### Compito richiesto 1
Secondo il brano di partenza, chi ha tradotto il testo teatrale?

### Brano di partenza
------------------------------------------------------------------------
Scritto nel 1958 e dunque lavoro giovanile del drammaturgo, resta un testo ipnotico, magnificamente tradotto da Alessandra Serra , che con un italiano corto, netto, fatto di brevi battute, riesce a rendere attraverso il linguaggio l’intensità di dialoghi serrati, senza respiro, tali da trasmettere immediatamente allo spettatore un senso di smarrimento e di disagio sempre maggiori, in un crescendo di angosciosa e incredula  testimonianza di quello che  lentamente si va definendo, in sintesi l’universo di Pinter .
Una piccola comunità di persone si muove in un luogo – labirinto,   (il soggiorno di una casa, in una cittadina di mare. Una porta che dà sull’ingresso,  la porta di servizio e una piccola finestra, un passavivande e infine un tavolo con le sedie), dominato da regole che racchiudono una quotidiana normalità: i vecchi coniugi Meg   (Maddalena Crippa) e  Petey  (Fernando Maraghini), proprietari e gestori del Bed & Breakfast, l’unico ospite, Stanley (Alessandro Averone), un pianista disoccupato, la giovane amica Lulu (Emilia Scatigno) e due misteriosi viaggiatori che giungono all’improvviso,  Goldberg (Gianluigi Fogacci), uomo maturo dall’aspetto gioviale e Mc Caan (Alessandro Sampaoli), giovane scontroso e servile.
Il rito della colazione preparata ogni mattina da Meg, sempre uguale, i discorsi sul tempo, la lettura del giornale con le notizie locali (ma solo quelle buone), tutto cela una crescente inquietudine che domina i personaggi, perché  l’orrore si cela dietro gli sguardi benevoli e  a colpi di chiacchiere e banalità sì arriverà a violentare e  quasi ad uccidere.
Stanley appare inconciliabile con tutto questo : è  pieno di contraddizioni,  non rispetta gli orari, è aggressivo, appare trasandato con il suo pigiama e un paio di doppi occhiali da presbite.
Pavido di ogni cosa, non si lascia blandire neanche dalle lusinghe della signora Meg e della giovane Lulu e accoglie con spavento l’arrivo di due nuovi e misteriosi ospiti.
Sembrano brave persone, ma pian piano gli abboccamenti e gli avvicinamenti assumono sempre di più la forma di sopraffazione, in un clima di minaccia dove ognuno gioca il ruolo di vittima e carnefice. Alla sensazione di essere sotto assedio, si affianca il bisogno di prevaricare,  in un ribaltamento continuo che raggiunge il culmine nel festeggiamento a sorpresa del compleanno dello stesso Stanley.
------------------------------------------------------------------------
### Compito richiesto 2
Trova nell'elenco ogni riga che contiene la parola "cross" e copiala. Le maiuscole e le minuscole contano.

### Estratti di un dataset di annotazioni di posizione
------------------------------------------------------------------------
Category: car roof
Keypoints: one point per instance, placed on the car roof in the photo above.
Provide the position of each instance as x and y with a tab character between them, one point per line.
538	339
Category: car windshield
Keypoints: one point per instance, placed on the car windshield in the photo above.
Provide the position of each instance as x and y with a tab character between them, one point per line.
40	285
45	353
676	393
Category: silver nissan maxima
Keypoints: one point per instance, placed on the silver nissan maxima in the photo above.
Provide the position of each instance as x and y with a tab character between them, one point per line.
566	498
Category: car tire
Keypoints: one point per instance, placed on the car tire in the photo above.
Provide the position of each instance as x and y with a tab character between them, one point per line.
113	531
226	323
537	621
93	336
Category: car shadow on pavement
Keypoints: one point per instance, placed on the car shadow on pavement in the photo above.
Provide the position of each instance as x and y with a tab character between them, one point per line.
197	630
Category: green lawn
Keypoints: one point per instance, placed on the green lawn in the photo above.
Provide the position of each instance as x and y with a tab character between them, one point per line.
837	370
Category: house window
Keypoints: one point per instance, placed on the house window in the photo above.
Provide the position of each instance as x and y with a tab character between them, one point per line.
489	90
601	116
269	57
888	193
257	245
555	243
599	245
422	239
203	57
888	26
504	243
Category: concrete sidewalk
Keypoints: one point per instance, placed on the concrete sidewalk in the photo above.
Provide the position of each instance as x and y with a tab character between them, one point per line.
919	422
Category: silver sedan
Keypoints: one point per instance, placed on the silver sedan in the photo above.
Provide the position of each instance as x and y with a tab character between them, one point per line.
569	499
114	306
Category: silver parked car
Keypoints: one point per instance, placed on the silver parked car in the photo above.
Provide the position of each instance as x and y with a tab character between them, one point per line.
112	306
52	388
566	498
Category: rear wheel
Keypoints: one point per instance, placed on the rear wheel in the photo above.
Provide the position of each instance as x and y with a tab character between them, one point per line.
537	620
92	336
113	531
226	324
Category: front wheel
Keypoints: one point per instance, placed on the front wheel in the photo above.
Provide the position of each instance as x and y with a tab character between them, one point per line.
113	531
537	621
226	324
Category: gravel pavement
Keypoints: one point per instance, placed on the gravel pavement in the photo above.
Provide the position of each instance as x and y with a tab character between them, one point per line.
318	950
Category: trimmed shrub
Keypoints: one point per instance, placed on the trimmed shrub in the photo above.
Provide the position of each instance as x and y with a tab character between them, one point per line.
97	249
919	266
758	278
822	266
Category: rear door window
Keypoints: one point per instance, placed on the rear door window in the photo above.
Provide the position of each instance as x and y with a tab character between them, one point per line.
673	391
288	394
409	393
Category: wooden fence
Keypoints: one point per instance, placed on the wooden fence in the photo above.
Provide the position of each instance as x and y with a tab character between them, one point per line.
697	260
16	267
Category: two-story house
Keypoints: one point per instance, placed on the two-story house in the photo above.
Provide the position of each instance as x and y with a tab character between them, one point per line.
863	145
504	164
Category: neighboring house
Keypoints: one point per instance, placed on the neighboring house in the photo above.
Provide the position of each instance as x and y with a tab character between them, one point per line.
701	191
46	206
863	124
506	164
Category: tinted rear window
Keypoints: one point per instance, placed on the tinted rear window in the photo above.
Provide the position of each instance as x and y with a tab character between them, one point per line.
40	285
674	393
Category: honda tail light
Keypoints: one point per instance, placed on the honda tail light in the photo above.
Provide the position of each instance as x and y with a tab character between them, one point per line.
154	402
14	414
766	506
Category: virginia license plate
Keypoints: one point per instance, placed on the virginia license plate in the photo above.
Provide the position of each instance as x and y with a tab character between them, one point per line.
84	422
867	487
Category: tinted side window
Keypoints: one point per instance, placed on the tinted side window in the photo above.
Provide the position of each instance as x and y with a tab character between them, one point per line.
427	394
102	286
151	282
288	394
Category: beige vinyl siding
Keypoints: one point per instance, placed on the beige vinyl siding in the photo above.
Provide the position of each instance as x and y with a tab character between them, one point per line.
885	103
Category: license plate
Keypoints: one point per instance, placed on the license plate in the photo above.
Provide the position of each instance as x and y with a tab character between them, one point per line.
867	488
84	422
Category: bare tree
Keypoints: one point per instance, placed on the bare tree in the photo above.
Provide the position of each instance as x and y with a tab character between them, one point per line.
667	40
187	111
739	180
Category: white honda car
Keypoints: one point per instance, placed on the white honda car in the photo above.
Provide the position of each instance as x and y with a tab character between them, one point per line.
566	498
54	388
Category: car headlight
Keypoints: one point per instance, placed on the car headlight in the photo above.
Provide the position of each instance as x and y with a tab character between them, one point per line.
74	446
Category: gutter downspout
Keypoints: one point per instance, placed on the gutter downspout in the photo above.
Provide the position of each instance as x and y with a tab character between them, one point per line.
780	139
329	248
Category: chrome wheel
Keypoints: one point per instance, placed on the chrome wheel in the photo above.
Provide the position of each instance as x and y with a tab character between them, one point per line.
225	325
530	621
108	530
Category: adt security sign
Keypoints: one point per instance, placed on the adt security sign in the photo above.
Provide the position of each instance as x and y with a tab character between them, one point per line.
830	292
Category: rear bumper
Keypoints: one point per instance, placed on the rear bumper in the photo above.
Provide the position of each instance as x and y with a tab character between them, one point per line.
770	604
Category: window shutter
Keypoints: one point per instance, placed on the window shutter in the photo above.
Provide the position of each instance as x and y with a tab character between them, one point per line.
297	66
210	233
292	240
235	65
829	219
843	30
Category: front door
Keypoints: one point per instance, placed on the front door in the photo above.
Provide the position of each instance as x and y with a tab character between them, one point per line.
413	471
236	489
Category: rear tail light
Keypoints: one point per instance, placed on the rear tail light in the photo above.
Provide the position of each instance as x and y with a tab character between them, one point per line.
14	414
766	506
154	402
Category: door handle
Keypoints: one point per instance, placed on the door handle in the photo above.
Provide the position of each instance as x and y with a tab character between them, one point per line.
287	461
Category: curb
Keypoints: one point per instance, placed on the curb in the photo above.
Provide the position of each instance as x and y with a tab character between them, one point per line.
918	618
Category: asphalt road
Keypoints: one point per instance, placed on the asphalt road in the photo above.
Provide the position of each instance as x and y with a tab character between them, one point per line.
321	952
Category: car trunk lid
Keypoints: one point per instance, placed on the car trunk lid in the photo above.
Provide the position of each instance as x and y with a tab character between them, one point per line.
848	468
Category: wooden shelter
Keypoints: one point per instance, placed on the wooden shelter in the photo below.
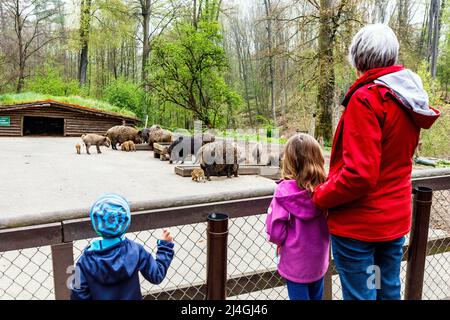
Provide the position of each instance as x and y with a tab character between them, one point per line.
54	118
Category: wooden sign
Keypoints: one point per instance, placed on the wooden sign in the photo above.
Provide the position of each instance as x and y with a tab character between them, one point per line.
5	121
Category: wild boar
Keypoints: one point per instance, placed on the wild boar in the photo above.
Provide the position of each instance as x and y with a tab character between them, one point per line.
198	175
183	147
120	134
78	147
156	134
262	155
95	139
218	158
------------------------------------------------------------------------
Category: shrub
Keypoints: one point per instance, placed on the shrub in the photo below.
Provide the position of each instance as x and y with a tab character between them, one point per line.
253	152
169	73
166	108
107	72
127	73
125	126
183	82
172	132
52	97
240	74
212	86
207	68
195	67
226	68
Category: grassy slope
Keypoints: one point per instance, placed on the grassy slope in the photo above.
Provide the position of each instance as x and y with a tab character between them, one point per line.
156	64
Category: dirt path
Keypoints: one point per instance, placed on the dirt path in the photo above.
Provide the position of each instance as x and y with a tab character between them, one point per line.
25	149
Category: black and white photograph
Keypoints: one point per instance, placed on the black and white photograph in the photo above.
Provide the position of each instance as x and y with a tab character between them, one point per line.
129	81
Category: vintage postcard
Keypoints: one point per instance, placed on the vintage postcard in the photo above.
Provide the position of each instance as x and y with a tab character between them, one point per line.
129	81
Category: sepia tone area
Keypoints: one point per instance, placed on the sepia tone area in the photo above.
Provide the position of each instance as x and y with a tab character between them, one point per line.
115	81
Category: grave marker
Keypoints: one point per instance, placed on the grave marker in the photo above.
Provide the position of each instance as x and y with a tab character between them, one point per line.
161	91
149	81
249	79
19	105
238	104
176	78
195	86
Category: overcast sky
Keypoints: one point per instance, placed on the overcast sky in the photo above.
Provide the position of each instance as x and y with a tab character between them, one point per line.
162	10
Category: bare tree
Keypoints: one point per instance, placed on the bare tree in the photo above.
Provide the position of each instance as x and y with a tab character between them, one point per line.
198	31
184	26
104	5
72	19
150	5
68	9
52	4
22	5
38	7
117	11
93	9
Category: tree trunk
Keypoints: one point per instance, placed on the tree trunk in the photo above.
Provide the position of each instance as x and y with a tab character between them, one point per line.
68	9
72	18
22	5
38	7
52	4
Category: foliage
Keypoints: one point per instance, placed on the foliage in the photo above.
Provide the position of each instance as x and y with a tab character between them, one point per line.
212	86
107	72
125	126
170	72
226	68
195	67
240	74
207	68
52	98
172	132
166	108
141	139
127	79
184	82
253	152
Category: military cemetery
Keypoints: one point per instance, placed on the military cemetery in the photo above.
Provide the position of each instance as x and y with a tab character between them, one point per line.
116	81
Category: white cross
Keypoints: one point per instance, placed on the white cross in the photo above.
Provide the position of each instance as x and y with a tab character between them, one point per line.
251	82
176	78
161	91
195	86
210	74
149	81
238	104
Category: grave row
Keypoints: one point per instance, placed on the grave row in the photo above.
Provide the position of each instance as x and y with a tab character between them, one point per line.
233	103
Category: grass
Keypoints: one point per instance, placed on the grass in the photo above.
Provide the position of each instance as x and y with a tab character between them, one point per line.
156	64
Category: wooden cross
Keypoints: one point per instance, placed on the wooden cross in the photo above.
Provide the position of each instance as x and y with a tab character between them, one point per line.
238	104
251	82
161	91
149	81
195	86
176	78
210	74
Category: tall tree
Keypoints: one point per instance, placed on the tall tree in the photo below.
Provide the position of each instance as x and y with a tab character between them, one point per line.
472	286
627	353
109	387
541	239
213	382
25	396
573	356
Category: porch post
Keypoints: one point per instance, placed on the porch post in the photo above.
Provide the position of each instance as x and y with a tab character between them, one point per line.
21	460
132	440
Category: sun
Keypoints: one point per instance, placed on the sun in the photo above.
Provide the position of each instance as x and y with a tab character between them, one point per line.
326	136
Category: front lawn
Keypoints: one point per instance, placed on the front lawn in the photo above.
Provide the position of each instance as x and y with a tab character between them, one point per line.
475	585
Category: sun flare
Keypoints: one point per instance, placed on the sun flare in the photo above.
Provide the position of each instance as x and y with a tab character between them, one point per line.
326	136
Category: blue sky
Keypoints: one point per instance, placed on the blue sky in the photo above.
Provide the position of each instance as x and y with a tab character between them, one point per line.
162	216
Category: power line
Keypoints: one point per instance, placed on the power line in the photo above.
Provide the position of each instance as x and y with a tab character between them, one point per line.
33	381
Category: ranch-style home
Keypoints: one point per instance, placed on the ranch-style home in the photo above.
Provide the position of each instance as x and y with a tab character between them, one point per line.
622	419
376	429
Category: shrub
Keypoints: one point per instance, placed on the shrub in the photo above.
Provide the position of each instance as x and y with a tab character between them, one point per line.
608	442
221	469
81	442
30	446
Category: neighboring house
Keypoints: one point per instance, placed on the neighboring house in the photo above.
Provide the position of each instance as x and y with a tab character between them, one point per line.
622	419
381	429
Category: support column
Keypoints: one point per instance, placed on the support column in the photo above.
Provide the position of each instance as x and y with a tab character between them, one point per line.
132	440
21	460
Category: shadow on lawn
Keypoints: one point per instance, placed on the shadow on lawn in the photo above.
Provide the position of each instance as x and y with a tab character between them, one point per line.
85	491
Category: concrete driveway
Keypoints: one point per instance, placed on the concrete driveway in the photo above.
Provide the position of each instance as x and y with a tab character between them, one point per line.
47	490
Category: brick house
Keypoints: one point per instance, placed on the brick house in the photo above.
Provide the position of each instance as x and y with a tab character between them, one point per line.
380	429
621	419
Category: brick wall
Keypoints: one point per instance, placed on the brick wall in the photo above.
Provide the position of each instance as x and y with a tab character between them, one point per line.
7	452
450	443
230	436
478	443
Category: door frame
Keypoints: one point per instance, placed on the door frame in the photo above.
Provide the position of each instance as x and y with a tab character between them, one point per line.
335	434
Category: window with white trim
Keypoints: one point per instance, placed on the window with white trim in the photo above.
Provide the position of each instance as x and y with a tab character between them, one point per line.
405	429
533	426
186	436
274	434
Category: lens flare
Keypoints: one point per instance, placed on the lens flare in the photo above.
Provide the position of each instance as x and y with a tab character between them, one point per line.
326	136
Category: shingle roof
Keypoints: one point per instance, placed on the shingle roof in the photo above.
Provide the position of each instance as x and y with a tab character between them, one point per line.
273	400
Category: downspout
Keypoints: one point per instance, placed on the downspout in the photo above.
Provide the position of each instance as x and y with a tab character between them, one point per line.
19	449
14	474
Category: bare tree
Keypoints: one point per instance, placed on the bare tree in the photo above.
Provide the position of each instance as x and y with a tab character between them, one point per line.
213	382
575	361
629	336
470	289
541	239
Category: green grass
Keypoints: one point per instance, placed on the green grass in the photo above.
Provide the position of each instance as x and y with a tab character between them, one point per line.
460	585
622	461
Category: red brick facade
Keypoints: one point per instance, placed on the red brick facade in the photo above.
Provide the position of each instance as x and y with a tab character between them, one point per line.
------------------------------------------------------------------------
### Soluzione 1
Alessandra Serra.

### Soluzione 2
Category: white cross
Keypoints: one point per instance, placed on the white cross in the photo above.
Category: wooden cross
Keypoints: one point per instance, placed on the wooden cross in the photo above.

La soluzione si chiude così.